• Task to complete: Copy out, from the data, each line containing the string "gray".

Natural language region descriptions
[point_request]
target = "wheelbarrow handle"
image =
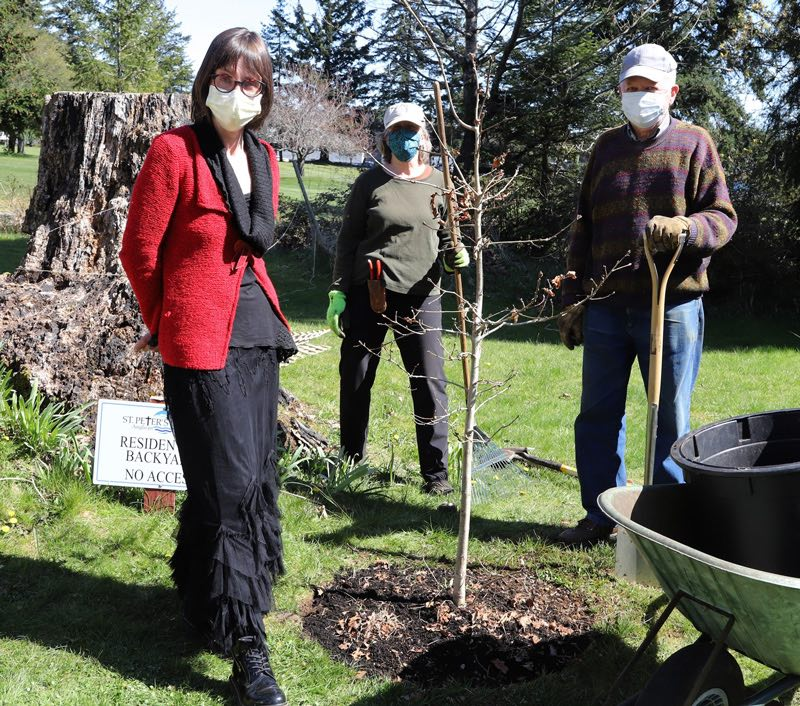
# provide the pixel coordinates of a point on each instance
(658, 305)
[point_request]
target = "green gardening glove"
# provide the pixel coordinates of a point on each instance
(337, 302)
(456, 258)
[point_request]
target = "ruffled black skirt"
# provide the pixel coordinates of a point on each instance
(229, 548)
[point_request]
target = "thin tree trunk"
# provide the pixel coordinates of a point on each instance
(466, 157)
(477, 334)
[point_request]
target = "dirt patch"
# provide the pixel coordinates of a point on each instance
(399, 622)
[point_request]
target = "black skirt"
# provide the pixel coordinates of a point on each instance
(229, 548)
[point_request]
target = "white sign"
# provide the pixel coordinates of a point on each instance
(134, 446)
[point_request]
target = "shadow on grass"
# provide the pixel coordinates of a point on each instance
(131, 629)
(376, 515)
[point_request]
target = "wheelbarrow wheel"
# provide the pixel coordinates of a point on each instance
(671, 684)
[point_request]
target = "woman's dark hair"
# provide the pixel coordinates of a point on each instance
(227, 49)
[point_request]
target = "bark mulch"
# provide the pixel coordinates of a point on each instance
(399, 622)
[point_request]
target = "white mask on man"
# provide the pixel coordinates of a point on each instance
(233, 110)
(644, 109)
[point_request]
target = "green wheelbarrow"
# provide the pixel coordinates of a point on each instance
(732, 605)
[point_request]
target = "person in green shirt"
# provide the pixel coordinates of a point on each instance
(386, 275)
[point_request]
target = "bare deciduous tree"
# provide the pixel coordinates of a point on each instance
(311, 113)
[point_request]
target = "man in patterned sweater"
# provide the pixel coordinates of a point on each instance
(663, 176)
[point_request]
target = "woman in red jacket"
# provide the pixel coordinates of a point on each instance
(202, 215)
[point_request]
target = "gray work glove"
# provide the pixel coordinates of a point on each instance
(570, 325)
(664, 232)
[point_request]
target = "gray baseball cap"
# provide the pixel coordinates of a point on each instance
(649, 61)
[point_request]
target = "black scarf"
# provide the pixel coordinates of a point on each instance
(256, 224)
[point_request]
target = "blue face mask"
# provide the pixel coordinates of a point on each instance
(404, 143)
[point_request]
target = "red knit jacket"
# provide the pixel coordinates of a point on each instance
(182, 253)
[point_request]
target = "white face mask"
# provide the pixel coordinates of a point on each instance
(232, 110)
(644, 109)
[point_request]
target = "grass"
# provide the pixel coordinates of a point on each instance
(89, 615)
(18, 174)
(316, 177)
(91, 618)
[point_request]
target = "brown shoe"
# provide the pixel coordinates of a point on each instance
(587, 531)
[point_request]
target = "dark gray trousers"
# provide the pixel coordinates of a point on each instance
(416, 322)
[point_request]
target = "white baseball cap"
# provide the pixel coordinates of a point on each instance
(403, 113)
(650, 61)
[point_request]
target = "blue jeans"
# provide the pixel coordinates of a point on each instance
(613, 337)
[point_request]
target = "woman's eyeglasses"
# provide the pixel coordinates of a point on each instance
(225, 84)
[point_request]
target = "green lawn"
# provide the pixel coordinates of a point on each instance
(18, 174)
(89, 615)
(316, 177)
(90, 618)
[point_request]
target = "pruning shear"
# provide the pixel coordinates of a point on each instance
(375, 268)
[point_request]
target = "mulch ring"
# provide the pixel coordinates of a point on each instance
(399, 622)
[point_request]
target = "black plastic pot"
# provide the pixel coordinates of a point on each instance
(745, 478)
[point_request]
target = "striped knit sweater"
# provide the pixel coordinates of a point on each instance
(627, 182)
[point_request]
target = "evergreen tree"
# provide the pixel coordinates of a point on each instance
(123, 45)
(408, 68)
(331, 42)
(276, 37)
(31, 66)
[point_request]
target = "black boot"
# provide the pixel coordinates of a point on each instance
(252, 679)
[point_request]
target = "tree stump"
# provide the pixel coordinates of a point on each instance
(68, 317)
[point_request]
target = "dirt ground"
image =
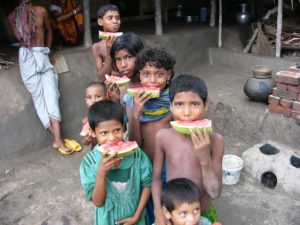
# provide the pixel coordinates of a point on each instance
(43, 183)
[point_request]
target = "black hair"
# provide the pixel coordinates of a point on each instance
(128, 41)
(185, 83)
(103, 111)
(104, 9)
(178, 191)
(158, 58)
(97, 84)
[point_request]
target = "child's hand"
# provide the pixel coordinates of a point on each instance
(114, 90)
(108, 162)
(128, 221)
(201, 142)
(139, 100)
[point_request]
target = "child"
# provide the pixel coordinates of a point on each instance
(109, 19)
(119, 188)
(180, 203)
(198, 156)
(94, 92)
(124, 53)
(146, 116)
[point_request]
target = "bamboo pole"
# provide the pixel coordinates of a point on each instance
(220, 24)
(279, 29)
(212, 19)
(87, 24)
(158, 18)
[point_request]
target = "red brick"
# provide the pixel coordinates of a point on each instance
(295, 113)
(294, 69)
(280, 109)
(288, 77)
(284, 94)
(296, 105)
(286, 103)
(293, 88)
(282, 86)
(274, 100)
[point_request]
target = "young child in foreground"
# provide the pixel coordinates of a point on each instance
(180, 203)
(118, 187)
(94, 92)
(147, 116)
(197, 157)
(109, 19)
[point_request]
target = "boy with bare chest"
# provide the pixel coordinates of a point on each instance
(197, 157)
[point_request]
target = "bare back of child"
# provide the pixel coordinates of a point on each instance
(109, 19)
(198, 156)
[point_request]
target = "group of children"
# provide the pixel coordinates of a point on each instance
(181, 173)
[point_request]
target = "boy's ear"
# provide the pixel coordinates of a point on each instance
(166, 213)
(100, 22)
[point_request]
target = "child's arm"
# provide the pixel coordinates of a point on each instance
(99, 191)
(210, 149)
(103, 64)
(134, 127)
(142, 204)
(156, 185)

• Response to the exercise:
target = "gray work glove"
target = "gray baseball cap"
target = "dark gray trousers"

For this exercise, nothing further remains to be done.